### Material supplied
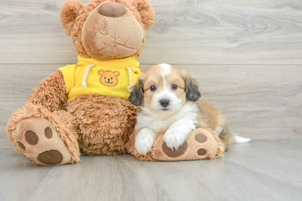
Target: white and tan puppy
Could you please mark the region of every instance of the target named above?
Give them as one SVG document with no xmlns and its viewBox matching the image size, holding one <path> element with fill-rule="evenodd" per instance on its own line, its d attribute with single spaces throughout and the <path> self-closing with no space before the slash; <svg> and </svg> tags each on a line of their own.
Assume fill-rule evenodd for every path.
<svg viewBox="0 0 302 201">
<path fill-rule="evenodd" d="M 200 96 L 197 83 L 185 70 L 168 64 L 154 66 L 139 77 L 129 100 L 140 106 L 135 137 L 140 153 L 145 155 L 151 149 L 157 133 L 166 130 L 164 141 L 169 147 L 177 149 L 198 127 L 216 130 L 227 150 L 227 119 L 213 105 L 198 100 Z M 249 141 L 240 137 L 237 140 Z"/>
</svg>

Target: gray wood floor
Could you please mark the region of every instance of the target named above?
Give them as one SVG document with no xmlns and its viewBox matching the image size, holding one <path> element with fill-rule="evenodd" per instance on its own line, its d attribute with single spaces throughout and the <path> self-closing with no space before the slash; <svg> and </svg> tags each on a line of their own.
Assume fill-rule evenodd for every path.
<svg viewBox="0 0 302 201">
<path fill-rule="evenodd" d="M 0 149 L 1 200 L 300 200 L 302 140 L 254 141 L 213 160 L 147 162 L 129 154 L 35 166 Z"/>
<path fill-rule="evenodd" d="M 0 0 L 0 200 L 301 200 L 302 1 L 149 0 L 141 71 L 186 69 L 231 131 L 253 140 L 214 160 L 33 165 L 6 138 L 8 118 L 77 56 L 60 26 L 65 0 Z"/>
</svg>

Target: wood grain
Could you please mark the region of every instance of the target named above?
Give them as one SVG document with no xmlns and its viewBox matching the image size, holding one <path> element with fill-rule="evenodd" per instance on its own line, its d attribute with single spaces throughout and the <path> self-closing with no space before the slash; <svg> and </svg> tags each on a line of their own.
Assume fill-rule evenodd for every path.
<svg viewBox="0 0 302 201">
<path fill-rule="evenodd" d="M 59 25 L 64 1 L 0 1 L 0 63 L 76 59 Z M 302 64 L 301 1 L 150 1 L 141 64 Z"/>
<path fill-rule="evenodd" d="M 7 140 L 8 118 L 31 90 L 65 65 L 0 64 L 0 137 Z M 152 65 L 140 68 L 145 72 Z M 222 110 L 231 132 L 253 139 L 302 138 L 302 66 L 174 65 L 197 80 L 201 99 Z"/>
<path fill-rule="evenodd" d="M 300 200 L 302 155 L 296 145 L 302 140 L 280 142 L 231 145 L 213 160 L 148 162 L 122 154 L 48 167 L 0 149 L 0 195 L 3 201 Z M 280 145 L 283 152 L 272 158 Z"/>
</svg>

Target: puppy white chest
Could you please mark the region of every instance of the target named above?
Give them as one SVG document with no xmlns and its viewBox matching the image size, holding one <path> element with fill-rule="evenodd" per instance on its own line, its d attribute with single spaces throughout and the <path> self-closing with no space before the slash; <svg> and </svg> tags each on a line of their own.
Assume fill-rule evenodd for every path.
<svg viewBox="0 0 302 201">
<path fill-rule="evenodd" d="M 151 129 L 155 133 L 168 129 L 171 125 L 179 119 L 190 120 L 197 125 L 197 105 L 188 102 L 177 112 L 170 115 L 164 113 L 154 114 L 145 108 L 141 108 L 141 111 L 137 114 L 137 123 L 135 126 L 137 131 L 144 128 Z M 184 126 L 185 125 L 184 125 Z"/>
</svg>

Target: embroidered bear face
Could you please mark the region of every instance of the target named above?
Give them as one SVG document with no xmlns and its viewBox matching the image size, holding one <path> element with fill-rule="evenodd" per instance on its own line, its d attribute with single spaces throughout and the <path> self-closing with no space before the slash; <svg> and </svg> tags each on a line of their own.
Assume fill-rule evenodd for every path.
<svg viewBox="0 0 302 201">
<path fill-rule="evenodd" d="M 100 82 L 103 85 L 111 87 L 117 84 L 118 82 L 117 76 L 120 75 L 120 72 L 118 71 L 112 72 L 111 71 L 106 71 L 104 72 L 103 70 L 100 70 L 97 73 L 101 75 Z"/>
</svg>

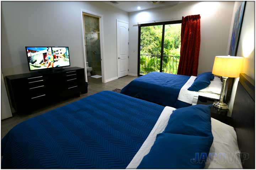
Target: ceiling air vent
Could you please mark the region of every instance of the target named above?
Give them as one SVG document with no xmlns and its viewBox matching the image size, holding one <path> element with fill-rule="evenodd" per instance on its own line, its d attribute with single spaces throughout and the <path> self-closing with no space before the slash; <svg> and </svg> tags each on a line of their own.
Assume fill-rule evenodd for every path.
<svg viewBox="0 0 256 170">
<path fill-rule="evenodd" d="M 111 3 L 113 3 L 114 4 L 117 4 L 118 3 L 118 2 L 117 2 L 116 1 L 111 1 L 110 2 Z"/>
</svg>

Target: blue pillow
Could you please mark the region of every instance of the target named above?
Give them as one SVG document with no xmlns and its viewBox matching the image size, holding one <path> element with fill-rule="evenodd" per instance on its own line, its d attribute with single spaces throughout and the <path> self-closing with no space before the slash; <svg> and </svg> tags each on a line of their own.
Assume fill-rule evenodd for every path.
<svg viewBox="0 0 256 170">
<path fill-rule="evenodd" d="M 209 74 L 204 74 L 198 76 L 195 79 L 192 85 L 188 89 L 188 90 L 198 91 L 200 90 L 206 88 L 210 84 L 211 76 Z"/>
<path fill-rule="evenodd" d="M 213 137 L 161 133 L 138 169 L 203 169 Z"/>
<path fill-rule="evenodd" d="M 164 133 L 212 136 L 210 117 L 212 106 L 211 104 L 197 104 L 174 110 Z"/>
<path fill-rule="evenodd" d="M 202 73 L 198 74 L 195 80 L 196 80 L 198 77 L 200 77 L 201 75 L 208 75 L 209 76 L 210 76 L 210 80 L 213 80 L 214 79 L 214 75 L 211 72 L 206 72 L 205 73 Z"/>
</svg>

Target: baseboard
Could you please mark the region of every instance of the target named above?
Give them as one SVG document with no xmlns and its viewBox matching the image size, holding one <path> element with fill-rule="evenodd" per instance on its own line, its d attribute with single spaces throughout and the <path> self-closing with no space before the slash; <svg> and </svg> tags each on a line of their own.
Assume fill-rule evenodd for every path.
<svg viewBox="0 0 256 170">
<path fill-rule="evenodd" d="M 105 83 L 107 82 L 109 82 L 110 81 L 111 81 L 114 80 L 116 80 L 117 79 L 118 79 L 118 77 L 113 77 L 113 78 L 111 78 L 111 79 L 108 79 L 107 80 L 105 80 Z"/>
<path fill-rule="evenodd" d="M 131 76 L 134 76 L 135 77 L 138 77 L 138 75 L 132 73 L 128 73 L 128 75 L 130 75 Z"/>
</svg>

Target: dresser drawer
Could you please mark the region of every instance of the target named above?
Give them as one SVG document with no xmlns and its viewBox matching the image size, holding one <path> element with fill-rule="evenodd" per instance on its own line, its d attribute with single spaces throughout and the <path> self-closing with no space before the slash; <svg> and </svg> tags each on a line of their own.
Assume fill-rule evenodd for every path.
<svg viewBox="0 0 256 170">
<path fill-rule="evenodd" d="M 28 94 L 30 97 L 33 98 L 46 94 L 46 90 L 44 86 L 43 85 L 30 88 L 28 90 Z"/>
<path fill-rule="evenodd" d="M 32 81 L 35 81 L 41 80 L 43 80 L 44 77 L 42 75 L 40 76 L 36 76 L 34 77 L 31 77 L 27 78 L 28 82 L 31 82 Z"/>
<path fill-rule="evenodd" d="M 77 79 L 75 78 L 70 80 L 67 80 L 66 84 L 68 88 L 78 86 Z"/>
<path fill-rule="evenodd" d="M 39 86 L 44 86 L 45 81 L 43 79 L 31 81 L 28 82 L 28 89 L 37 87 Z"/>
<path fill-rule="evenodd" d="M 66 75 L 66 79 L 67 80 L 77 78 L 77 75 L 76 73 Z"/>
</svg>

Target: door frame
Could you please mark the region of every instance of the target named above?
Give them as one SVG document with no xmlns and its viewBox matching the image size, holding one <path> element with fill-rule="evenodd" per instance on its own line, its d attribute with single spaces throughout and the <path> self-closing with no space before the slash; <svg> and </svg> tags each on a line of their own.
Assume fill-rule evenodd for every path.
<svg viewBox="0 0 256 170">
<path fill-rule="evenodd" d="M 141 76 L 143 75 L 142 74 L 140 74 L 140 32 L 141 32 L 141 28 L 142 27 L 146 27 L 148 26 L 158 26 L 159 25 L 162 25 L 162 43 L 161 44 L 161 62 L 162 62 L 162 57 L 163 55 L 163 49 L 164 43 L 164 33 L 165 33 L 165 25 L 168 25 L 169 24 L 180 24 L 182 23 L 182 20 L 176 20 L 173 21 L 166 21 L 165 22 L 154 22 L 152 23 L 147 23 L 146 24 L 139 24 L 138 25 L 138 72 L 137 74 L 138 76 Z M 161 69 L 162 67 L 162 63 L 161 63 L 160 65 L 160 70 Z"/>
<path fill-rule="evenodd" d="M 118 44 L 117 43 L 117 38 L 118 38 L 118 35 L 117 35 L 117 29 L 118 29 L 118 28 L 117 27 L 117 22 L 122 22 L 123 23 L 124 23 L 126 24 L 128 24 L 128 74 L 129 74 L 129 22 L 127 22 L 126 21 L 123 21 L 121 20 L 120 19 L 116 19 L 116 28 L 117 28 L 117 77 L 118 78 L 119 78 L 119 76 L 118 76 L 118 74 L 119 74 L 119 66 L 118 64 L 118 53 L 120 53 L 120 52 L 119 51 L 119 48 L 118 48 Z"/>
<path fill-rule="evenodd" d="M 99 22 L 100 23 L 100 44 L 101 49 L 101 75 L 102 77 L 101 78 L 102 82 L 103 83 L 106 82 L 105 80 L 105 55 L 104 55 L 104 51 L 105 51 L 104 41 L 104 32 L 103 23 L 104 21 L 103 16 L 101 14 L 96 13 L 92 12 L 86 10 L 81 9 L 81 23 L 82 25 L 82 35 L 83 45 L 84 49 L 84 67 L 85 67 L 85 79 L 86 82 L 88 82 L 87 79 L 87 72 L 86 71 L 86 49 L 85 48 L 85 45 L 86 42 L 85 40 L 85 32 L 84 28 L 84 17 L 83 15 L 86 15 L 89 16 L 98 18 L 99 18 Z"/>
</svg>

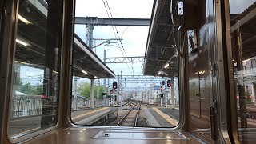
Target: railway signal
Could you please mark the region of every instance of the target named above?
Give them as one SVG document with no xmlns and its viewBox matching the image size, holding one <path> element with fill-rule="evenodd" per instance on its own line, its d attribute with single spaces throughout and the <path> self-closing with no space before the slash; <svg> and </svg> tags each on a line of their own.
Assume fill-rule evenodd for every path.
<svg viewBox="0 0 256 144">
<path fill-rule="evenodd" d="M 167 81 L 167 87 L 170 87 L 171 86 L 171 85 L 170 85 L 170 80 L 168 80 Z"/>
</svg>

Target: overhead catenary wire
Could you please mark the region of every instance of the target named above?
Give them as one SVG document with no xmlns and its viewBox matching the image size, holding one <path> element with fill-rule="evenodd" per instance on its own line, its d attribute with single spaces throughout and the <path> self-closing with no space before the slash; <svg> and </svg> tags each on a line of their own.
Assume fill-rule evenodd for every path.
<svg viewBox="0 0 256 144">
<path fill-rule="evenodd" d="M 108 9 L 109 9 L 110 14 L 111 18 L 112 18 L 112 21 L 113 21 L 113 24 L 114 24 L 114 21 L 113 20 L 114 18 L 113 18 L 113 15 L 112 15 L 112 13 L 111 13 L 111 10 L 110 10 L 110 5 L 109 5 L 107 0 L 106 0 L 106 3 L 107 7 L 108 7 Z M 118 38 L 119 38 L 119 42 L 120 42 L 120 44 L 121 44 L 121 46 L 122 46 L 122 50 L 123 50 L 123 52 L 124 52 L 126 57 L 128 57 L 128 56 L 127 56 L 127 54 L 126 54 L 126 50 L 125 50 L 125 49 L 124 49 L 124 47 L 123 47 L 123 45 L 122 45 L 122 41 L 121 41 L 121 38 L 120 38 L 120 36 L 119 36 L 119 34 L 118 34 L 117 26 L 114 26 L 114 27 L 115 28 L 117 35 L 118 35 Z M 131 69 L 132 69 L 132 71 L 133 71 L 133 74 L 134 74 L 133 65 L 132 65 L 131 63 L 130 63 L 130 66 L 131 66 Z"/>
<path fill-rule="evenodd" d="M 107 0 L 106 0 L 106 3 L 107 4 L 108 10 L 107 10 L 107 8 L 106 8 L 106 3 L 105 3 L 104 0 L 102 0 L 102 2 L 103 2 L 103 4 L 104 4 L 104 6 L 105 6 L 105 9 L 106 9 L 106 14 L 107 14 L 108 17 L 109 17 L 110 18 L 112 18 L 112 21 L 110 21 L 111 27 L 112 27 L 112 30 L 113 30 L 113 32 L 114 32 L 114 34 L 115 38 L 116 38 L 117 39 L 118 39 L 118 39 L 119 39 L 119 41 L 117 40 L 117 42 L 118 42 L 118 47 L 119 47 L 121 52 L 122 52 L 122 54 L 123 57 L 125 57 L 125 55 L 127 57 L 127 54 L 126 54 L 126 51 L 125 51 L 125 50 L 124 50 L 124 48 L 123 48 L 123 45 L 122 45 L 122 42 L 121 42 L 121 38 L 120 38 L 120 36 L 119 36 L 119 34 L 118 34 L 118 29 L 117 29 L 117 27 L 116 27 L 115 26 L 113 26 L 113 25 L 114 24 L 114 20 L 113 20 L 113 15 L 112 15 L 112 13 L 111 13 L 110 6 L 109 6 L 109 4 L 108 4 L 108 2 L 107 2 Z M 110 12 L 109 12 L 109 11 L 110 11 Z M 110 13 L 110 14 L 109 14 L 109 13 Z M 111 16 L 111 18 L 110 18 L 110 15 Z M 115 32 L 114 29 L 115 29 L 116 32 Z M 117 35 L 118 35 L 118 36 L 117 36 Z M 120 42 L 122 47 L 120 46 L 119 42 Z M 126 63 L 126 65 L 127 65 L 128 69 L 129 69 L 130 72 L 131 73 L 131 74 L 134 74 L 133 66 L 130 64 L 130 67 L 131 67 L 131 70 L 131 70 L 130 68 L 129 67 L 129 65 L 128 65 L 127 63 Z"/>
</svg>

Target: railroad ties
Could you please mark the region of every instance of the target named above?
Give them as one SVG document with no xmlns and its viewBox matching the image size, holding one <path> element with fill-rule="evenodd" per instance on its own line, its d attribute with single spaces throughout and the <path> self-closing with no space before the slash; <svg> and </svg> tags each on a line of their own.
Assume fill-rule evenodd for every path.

### Aim
Could you quote every line of the rows word for word, from the line containing "Target: railroad ties" through the very end of the rows, both ends included?

### Result of this exercise
Target: railroad ties
Could you please mark the region of every instance of the target named above?
Give them as one SVG document with no xmlns and its viewBox matching the image size, holding one <path> element with fill-rule="evenodd" per instance on its own line, its d attribute with single spaces throughout and the <path> self-closing with no space before the slash; <svg> and </svg> tags each on a line of their own.
Assume fill-rule evenodd for every path.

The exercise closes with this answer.